======== EXTRACTED INFORMATION
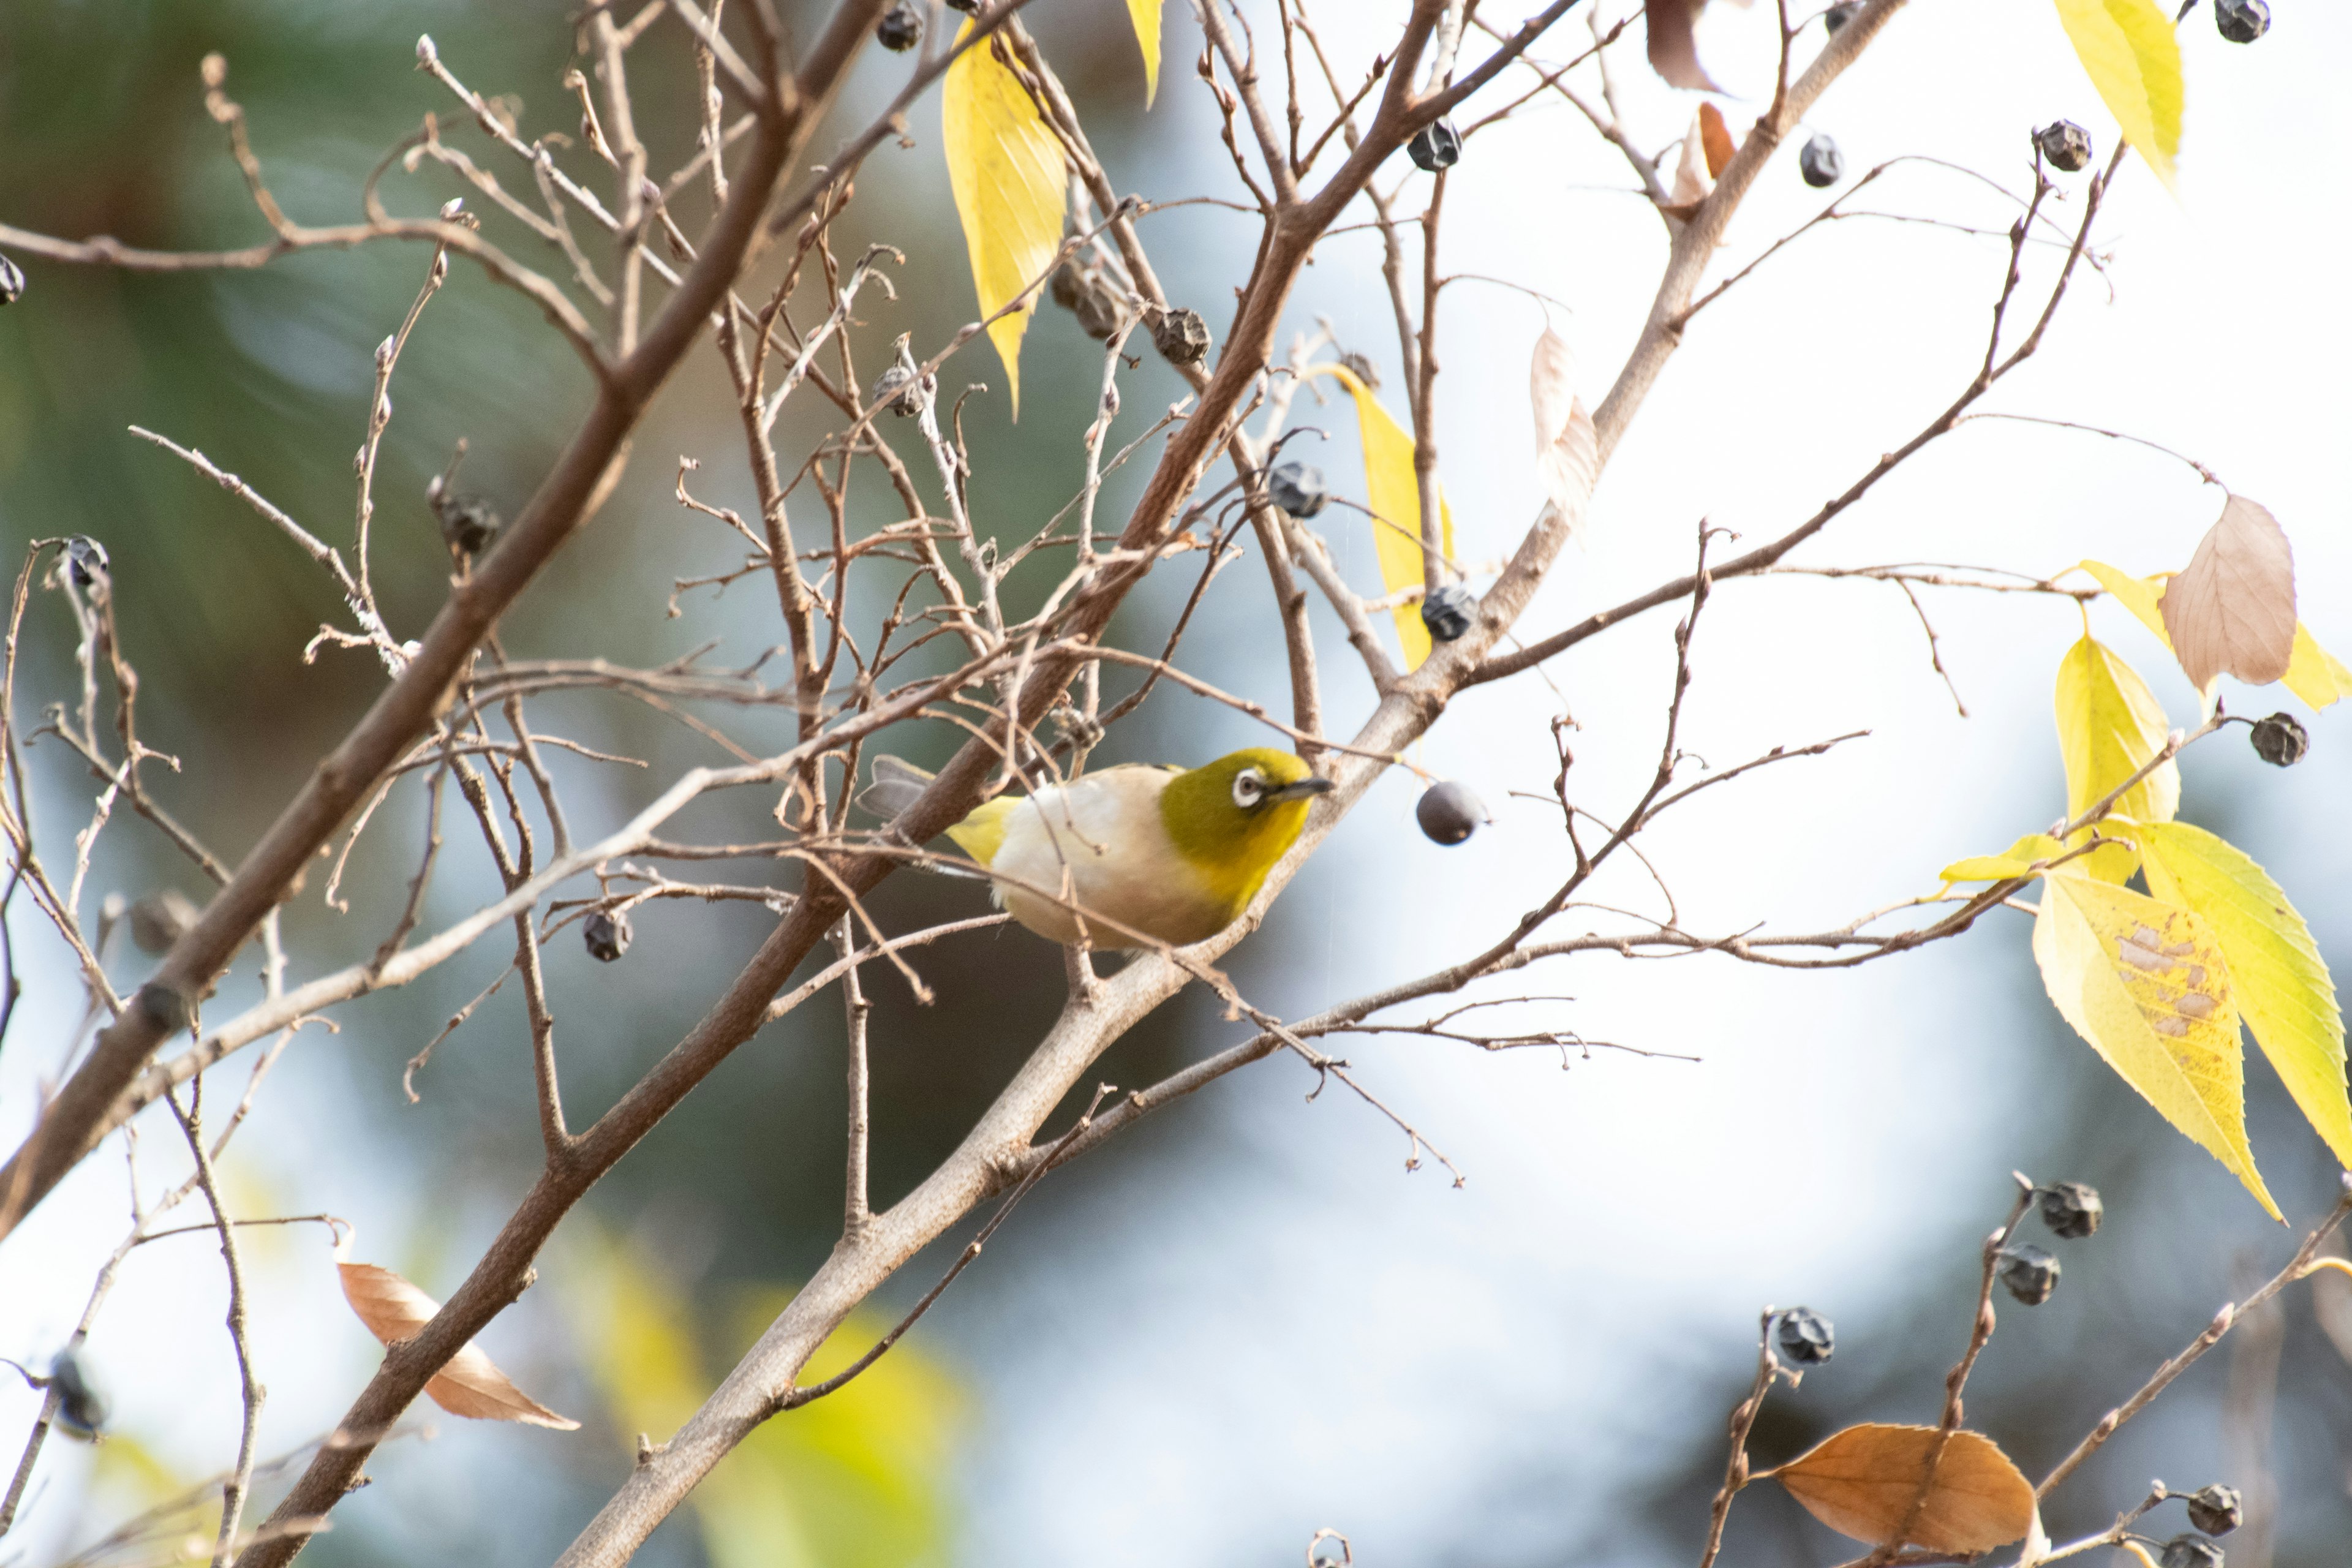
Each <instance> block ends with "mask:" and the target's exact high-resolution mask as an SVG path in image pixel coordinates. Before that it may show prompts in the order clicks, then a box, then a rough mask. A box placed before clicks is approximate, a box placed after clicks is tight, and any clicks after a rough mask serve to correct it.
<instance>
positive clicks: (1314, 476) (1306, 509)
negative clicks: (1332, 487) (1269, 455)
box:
================
- _REQUIRED ACTION_: Set out the listing above as a numbered list, dropping any blank lines and leaving out the pictures.

- _REPLY TO THE TASK_:
1. Each <instance> block ends with "mask:" and the target's exact high-resolution mask as an SVG path in image pixel coordinates. Before that it may show prompts in the order clicks, then a box, then a rough mask. A box placed before clicks is approximate, a box placed after clicks is tight, and any clicks after a rough mask serve to correct it.
2. <instance>
3. positive clicks: (1314, 476) (1306, 509)
4. negative clicks: (1332, 487) (1269, 455)
5. box:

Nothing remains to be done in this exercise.